## begin

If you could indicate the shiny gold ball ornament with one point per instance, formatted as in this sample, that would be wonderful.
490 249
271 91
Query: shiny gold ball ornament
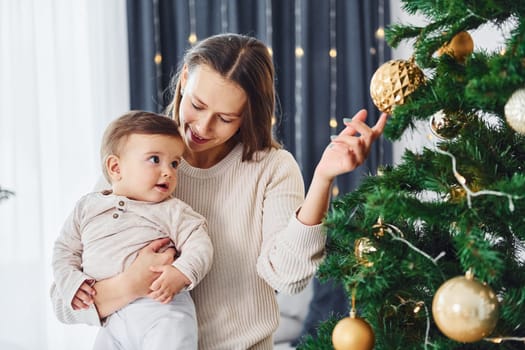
515 111
464 309
393 81
353 333
459 47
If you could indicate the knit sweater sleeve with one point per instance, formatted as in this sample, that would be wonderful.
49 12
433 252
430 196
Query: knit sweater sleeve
291 251
68 274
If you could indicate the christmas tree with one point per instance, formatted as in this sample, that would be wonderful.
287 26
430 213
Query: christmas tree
431 251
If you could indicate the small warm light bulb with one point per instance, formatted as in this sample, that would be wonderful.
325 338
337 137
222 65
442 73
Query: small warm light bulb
192 39
380 33
495 340
158 58
460 178
333 123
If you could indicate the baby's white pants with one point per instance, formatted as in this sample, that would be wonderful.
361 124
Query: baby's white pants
147 324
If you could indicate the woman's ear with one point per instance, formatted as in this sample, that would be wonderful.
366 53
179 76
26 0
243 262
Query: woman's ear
183 78
113 167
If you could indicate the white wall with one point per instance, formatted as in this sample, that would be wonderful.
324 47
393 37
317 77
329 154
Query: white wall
487 37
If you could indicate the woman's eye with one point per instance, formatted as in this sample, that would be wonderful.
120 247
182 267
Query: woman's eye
154 159
196 107
227 121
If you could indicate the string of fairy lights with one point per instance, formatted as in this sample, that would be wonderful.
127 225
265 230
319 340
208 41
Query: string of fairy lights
332 64
299 53
299 34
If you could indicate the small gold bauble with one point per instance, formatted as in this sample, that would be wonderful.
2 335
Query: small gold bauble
464 309
515 111
459 47
438 123
393 81
353 333
362 247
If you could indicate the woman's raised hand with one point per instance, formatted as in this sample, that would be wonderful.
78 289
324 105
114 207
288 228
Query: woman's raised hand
349 149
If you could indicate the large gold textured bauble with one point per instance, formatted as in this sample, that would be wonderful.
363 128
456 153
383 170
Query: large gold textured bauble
353 333
459 47
465 310
515 111
393 81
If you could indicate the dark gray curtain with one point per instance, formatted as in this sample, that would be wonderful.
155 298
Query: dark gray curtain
159 32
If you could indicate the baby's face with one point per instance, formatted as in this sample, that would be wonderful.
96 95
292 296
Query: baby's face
148 167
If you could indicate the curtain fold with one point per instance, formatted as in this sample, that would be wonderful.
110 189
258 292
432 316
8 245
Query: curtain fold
64 76
325 53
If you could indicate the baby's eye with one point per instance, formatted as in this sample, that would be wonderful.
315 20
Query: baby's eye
154 159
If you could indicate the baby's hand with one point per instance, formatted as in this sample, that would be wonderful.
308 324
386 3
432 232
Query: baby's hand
170 282
84 296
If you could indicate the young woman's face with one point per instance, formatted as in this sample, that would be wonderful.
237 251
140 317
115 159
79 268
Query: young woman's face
210 111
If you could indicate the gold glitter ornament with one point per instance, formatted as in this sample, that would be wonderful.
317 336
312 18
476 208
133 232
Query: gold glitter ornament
393 81
464 309
515 111
353 333
459 47
362 247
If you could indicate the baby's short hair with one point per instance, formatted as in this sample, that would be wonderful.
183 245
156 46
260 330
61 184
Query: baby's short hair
134 122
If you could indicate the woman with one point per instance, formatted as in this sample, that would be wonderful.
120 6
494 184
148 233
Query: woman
266 237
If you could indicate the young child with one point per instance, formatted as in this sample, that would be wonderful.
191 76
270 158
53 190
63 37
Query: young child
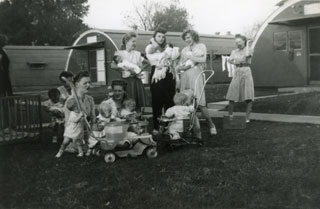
128 112
179 111
74 128
126 67
185 64
166 60
105 116
55 107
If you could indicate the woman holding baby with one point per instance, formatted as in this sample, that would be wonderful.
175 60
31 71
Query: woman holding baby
162 77
192 63
130 61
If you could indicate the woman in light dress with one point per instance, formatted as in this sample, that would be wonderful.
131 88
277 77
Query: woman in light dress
241 87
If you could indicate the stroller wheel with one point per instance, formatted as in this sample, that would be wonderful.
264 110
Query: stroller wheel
151 152
109 158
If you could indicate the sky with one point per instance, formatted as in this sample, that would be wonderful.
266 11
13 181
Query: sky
207 16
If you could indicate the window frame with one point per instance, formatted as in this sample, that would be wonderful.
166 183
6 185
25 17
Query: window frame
289 41
274 41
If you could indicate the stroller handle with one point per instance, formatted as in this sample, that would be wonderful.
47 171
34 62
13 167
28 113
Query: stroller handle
195 103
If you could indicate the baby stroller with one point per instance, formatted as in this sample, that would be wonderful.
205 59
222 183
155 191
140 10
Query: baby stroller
187 137
121 141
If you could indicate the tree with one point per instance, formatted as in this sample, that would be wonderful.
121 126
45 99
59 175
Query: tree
150 15
42 21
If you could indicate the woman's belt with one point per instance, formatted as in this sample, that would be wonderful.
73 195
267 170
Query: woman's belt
243 65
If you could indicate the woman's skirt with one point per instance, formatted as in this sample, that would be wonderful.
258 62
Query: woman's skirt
135 90
241 87
188 81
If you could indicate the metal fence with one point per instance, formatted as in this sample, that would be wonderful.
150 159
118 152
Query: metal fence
20 118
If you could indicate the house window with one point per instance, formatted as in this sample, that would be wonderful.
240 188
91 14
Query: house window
280 41
295 39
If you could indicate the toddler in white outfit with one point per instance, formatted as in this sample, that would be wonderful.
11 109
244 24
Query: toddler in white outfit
74 128
105 116
179 112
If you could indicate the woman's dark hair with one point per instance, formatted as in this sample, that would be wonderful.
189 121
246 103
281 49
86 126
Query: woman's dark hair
163 31
3 40
119 83
241 37
80 75
65 74
127 37
194 35
52 93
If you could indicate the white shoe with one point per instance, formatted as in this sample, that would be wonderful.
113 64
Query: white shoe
155 132
80 154
54 139
59 154
88 153
213 131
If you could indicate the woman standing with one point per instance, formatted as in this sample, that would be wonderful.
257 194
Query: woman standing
163 84
241 87
135 88
195 52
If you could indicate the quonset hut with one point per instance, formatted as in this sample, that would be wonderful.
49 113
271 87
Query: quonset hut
93 51
287 46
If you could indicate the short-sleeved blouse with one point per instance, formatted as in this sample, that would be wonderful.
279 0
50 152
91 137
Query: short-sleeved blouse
133 56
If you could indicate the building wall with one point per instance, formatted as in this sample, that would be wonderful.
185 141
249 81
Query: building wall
273 68
36 67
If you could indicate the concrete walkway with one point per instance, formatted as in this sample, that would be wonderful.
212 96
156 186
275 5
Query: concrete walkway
272 117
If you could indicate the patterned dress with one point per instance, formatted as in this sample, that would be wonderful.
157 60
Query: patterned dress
135 88
241 87
188 78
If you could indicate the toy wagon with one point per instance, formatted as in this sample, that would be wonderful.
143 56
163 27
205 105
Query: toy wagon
119 142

## end

- _Task prompt_
Repeat the records in full, exactly as they appear, without the pictures.

- _Answer_
If you could indicate the shiny gold ball ornament with one point per instance, formatted as in this sample, that would be wonderful.
490 249
271 91
Query: shiny gold ball ornament
515 111
464 309
393 81
353 333
459 47
If you could indicate the knit sweater sleeve with one point per instance, formatted as in this sample, that would be wonderful.
49 12
433 252
430 196
Query: knit sweater sleeve
291 251
68 274
If you could indicate the christmas tree with one point per instance, formatted as in this sample, that would be wonderful.
287 26
430 213
Query: christmas tree
431 251
If you could indicate the small warm light bulb with one point per instance, formatted as in this sample, that would be wonderful.
325 338
337 137
222 65
442 73
Query: small warm light bulb
192 39
380 33
495 340
158 58
460 178
333 123
If you could indicate the baby's white pants with one point per instance, formatted as in this sample, that would be wonderful.
361 124
Query: baby's white pants
147 324
If you could indicate the woman's ear with one point per instance, formatted as in this sample, that would be wonderful.
366 53
179 76
26 0
243 262
Query: woman's ear
183 78
113 167
If you could indicate the white wall with one point per instance, formatted as in this sample, that would be wonderful.
324 47
393 37
317 77
329 154
Query: white wall
487 37
If you could indicate the woman's eye with one point per instance, formatted as in this sample, that would be wonderful.
120 247
182 267
Query: woman's eye
154 159
196 107
227 121
If you could indicate the string of fairy lights with one point per instance, formatted as in this sample, that would be wonderful.
127 225
265 230
319 340
208 41
Query: string of fairy lights
332 64
299 53
299 34
If you could indicate the small gold bauble with one point per instance, formatted as in this sample, that would be wonderful.
2 335
Query: small gold bauble
464 309
515 111
459 47
438 123
393 81
353 333
362 247
If you could indicate the woman's raised hand with one point per instance, formatted as in this sample, that would be wonderful.
78 289
324 105
114 207
288 228
Query: woman's raised hand
349 149
If you could indicate the large gold textured bauble with one point per instance, formatted as in this sample, that would be wonderful.
363 128
456 153
383 170
Query: large gold textured bauble
353 333
459 47
465 310
515 111
393 81
If you could indicate the dark gray curtain with one point per instance, formatted as in this sample, that would be wonderful.
155 298
Query: dark gray curtain
159 32
If you could indicate the baby's face with one point per instance, formatted as in this sample, that would be wonderful.
96 95
292 296
Query: baby's face
148 167
If you could indicate the curtain fold with one point per instance, formatted as in this sample, that would be wonderful.
110 189
258 292
432 316
8 245
Query: curtain fold
64 76
325 53
If you could indicate the baby's eye with one point per instance, formatted as in this sample, that would be wonderful.
315 20
Query: baby's eye
154 159
If you could indicate the baby's hand with one point per instance, formatted as in this sample, that would be wonderful.
308 324
386 3
432 232
Query: baby's hand
170 282
84 296
If you could indicate the young woman's face with one point per instance, formatted as in this sample, that would be wonderful.
237 251
140 317
115 159
79 268
Query: young woman's face
210 111
If you could indicate the gold glitter ornament with one point per instance, formatted as in this sample, that would be wonderful.
317 336
312 18
476 208
133 232
Query: gold glitter ornament
393 81
464 309
515 111
353 333
459 47
362 247
If you could indicate the baby's short hair with one point per instance, formatted as in this sample, that would be wonderful.
183 245
156 46
260 330
61 184
Query: baby's short hair
134 122
If you could indicate the woman with one point per instance, formatted as in this sample, that would be wonderful.
120 6
494 184
148 233
Query: woman
266 237
If you could indicate the young child with one point per instance, formatted as in this sample, that would be wonderful.
191 76
270 158
53 190
63 37
Query: young child
128 112
179 111
74 128
126 67
185 64
166 60
105 116
55 107
If you could indicate the woman holding baby with one point per instance, formatted as in this sample, that would be wonderful.
175 60
31 71
Query: woman holding baby
162 77
192 63
130 61
If you could indicate the woman in light dress with one point per instance, formatted as in this sample, that would be wonderful.
131 88
277 77
Query: woman in light dress
241 87
If you could indicate the stroller wheel with one point per instance, formatted as in this sample, that would be wonderful.
264 110
Query: stroller wheel
151 152
109 158
If you could indicate the sky with one point per instance, formatted as in this sample, that would be wonderful.
266 11
13 181
Query: sky
207 16
If you could indicate the window frame with one point per instance, formatted as in this sample, that would be wonderful.
166 183
6 185
25 17
Query: window frame
289 41
274 41
If you could indicate the stroller handle with one point per instance, formatted as in this sample, that would be wonderful.
47 171
34 62
13 167
28 113
Query: stroller handle
195 103
If you could indicate the baby stroller with one point per instance, formatted as in this sample, that would be wonderful.
205 59
222 183
155 191
140 10
Query: baby stroller
187 137
121 141
If you could indicate the tree with one point per instance, formatted as in this sample, that would be wonderful.
121 126
45 99
59 175
Query: tree
150 15
42 21
If you could indicate the woman's belt with one point per instance, formatted as in this sample, that would be wonderful.
73 195
267 170
Query: woman's belt
243 65
If you could indicate the woman's skirt with one point per instance, formatted as in this sample, that would be wonderful.
258 62
Query: woman's skirt
135 90
241 87
188 81
If you could indicate the metal fence with one point per instance, formatted as in this sample, that would be wonderful.
150 159
118 152
Query: metal fence
20 118
If you could indicate the house window with one point per instance, formatted as in this sample, that would be wonderful.
240 188
91 14
Query: house window
280 41
295 39
If you could indicate the toddler in white outfit with one point per instance, formatted as in this sample, that would be wonderful.
11 109
244 24
Query: toddler in white outfit
74 128
105 116
179 112
If you could indicate the woman's dark hair with one point per instance, formatted as in this sample, that would be wonderful.
189 121
246 103
281 49
86 126
Query: woman's dark hair
163 31
3 40
119 83
241 37
80 75
65 74
127 37
194 35
52 93
If you could indicate the white shoe with one point per instance, formatted as in this sample, that would be wonderful.
113 64
Query: white shoe
155 132
80 154
54 139
59 154
88 153
213 131
If you could indicate the woman standing with one point per instance, formatted as in this sample, that would be wonderful.
257 194
Query: woman standing
163 84
241 87
135 88
195 52
If you could indicate the quonset hut with one point per instance, formatted as in this sample, that would be wonderful.
49 113
271 87
Query: quonset hut
93 51
287 46
If you could indicate the short-sleeved blouse with one point per instance, formatted as in this sample, that would be wonderful.
279 0
50 152
91 137
Query: short-sleeved blouse
133 56
If you could indicate the building wall with one point per instance, formatted as in this sample, that would be wonderful.
185 141
249 81
Query: building wall
273 68
36 67
If you could indicate the concrete walkway with one point per instance, formatted as in this sample, that would be wonderful.
212 96
156 186
275 5
Query: concrete walkway
272 117
If you could indicate the patterned dress with one point per instance, formatted as in this sample, that would be wonderful.
157 60
Query: patterned dress
135 88
241 87
188 78
If you could indicate the toy wagon with one point per instance, formatted as in this sample, that would be wonderful.
143 56
163 27
205 105
Query: toy wagon
119 142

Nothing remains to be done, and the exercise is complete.